• **YOUR GOAL**: Please rewrite the rows below with "indicate" swapped for "mark" wherever it occurs, changing nothing else.

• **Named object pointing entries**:
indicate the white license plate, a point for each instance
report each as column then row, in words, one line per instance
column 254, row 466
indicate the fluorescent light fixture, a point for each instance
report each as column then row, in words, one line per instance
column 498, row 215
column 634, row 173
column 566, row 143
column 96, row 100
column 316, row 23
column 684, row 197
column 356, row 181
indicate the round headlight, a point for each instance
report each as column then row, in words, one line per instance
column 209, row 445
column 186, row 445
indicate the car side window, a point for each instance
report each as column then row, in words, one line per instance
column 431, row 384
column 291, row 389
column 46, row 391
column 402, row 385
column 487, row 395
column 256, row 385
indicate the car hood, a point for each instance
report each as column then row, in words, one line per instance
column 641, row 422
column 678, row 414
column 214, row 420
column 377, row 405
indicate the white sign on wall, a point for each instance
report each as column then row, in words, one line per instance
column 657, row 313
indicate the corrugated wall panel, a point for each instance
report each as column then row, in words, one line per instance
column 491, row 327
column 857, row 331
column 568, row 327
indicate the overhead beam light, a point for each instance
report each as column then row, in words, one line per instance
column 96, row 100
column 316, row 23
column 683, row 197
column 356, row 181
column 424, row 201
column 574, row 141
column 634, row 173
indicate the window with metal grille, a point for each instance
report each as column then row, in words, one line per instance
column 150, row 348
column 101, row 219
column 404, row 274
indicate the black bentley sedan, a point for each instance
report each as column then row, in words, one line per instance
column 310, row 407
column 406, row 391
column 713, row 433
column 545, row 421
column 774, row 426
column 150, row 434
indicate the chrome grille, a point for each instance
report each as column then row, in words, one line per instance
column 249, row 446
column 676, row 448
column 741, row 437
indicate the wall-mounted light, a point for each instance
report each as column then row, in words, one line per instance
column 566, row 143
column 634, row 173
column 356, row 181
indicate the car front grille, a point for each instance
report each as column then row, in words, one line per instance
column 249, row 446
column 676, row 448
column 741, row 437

• **FINAL RESULT**:
mark the white license plate, a point for each instance
report each as column then row, in words, one line per instance
column 254, row 466
mark the fluorescent light fixture, a point for each instance
report each as column then row, in words, one line per instance
column 498, row 215
column 634, row 173
column 566, row 143
column 96, row 100
column 316, row 23
column 684, row 197
column 356, row 181
mark the round headlight, a point for each instance
report each as column then row, in words, one line per instance
column 209, row 445
column 186, row 445
mark the car side window, a point for each instance
report each as column then row, in words, one line per instance
column 431, row 384
column 291, row 389
column 46, row 391
column 402, row 385
column 487, row 395
column 256, row 385
mark the car hood, a point for each instance
report each as column then row, in words, one line per instance
column 641, row 422
column 678, row 414
column 214, row 420
column 377, row 405
mark the white sign on wall, a point for each instance
report each as column then row, in words, one line per instance
column 657, row 313
mark the corrugated wall panel, a point for each instance
report each as column then row, in words, one line per instance
column 491, row 327
column 857, row 331
column 568, row 327
mark the overhead beam light, a point for each instance
report each as column then row, in words, one line per instance
column 96, row 100
column 316, row 23
column 683, row 197
column 356, row 181
column 424, row 201
column 574, row 141
column 634, row 173
mark the window with metal grille, a point for each instance
report each as column then row, in words, one line per instance
column 150, row 348
column 101, row 219
column 404, row 274
mark the black bentley sedan, a point for each instance
report each as column then row, in words, one line per instance
column 310, row 407
column 406, row 391
column 713, row 433
column 545, row 421
column 774, row 426
column 150, row 434
mark the chrome grille, a point for each instance
report each as column then row, in words, one line per instance
column 249, row 446
column 676, row 448
column 741, row 437
mark the wall-mounted light, a point for each instance
report each as column then row, in words, one line per instance
column 566, row 143
column 634, row 173
column 356, row 181
mark the car front grille, a point for each instance
report each as column then row, in words, one line per instance
column 249, row 446
column 676, row 448
column 741, row 437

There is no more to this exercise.